[Raw lines]
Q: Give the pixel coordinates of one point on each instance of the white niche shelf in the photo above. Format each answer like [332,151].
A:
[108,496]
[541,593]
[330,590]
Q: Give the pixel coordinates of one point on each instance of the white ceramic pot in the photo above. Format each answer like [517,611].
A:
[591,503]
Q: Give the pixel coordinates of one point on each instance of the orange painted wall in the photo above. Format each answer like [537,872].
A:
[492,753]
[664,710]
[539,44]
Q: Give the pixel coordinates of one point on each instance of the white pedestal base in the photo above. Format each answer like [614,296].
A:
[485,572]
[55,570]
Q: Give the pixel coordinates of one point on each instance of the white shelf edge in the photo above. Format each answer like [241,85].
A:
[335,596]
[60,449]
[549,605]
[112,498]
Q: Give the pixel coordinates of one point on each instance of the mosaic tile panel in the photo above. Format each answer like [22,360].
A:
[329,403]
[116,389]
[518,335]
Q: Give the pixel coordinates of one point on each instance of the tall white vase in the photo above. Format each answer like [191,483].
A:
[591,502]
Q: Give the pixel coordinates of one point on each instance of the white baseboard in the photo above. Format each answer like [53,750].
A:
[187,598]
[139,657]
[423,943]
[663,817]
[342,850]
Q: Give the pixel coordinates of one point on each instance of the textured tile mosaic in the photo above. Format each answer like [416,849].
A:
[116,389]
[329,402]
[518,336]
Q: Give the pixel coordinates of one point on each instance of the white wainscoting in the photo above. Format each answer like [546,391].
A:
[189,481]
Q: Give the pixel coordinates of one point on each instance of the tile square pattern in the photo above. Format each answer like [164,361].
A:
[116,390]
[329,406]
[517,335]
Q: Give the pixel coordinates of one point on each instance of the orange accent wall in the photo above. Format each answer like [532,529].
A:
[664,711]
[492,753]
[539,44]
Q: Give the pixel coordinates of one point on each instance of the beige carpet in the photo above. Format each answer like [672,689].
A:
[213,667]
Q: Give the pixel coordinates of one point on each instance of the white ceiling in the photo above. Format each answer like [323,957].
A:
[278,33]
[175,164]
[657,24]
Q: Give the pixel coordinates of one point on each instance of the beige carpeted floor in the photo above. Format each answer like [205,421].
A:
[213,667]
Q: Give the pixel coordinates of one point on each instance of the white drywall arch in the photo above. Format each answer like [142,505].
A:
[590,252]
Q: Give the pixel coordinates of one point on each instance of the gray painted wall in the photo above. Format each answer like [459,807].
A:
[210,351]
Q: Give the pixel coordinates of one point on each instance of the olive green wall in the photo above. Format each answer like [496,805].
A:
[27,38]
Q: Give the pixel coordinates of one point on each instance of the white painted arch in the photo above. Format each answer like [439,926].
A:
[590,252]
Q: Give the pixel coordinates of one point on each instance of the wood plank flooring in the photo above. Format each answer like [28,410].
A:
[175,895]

→ REQUEST
Update the lines above so that every "pixel coordinates" reads "image coordinates", leaving everything else unchanged.

→ ANSWER TO THIS EXERCISE
Q: Give the image coordinates of one point on each instance of the white niche shelf in the photo above. Format each answer like [332,151].
A:
[108,496]
[541,593]
[330,590]
Q: Give the image coordinates of one point on each instance of the white ceramic pot in the photo above. Format each answer like [517,611].
A:
[591,503]
Q: Give the image coordinates of one point on each instance of the orange painted wall in the photo above. Format each answer like [537,872].
A:
[492,753]
[664,710]
[539,44]
Q: Give the image coordinates of one point on each instance of the white pedestal base in the photo above. Format each answer like [614,296].
A:
[485,572]
[55,570]
Q: Give the image coordinates of one point on each instance of the white shelf edge in the photo above. Format each answer like [241,85].
A:
[335,596]
[60,449]
[549,605]
[112,498]
Q: Give the image coordinates of one point on each instance of the mosaic tile panel in the photo above. Format each answer like [22,360].
A:
[329,403]
[116,389]
[518,335]
Q: Give the image coordinates of one point on each instance of the tall white vase in the photo above. Format each answer like [191,483].
A:
[591,502]
Q: Give the image coordinates of one point on each instance of the white baseboard in the photo above. Format each answer like [53,750].
A:
[187,598]
[139,657]
[423,943]
[663,817]
[342,850]
Q: Give the image coordinates of one point on each instance of the textured tile mosaic in the photo above. Format each answer like [416,849].
A:
[116,389]
[329,402]
[518,336]
Q: Give the image coordinates of one point on each instance of the white wainscoting in the photo above. Format each answer like [546,391].
A:
[189,481]
Q: Give the image coordinates of one point on each instance of the tile square pattern in the photo above. Format each answer like [164,361].
A:
[116,390]
[329,406]
[517,335]
Q: Give the image coordinates of one point on each instance of the orange accent wall in the photo above. Format each answer like [532,529].
A:
[664,711]
[492,753]
[539,44]
Q: Give the image coordinates of one point on each instance of the beige carpet in the photo above. Format each answer like [672,689].
A:
[213,667]
Q: Give the image coordinates of one point on each instance of the white ceiling in the photo above. Format each answer like [323,957].
A:
[278,33]
[175,164]
[657,24]
Q: Give the image coordinates of one point on each instance of the beige carpeted floor in the photo above. Format each answer like [205,421].
A:
[213,667]
Q: Give the image coordinates of one point on each instance of the white drywall arch in the photo above. Format each answer like [142,505].
A:
[590,252]
Q: Give the image coordinates of one point on each instance of the gray painted wall in the photo above. Format each answer like [459,807].
A:
[210,351]
Q: Give the image coordinates of one point on each instance of the olive green wall in the photo above. Format each answer like [496,805].
A:
[27,38]
Q: Give the image coordinates of one point on each instance of the white painted arch in the photo above. Format each answer like [439,926].
A:
[590,252]
Q: Give the image coordinates of one point on each instance of the wood plank flooring in the photo above. Format each answer like [28,410].
A:
[175,895]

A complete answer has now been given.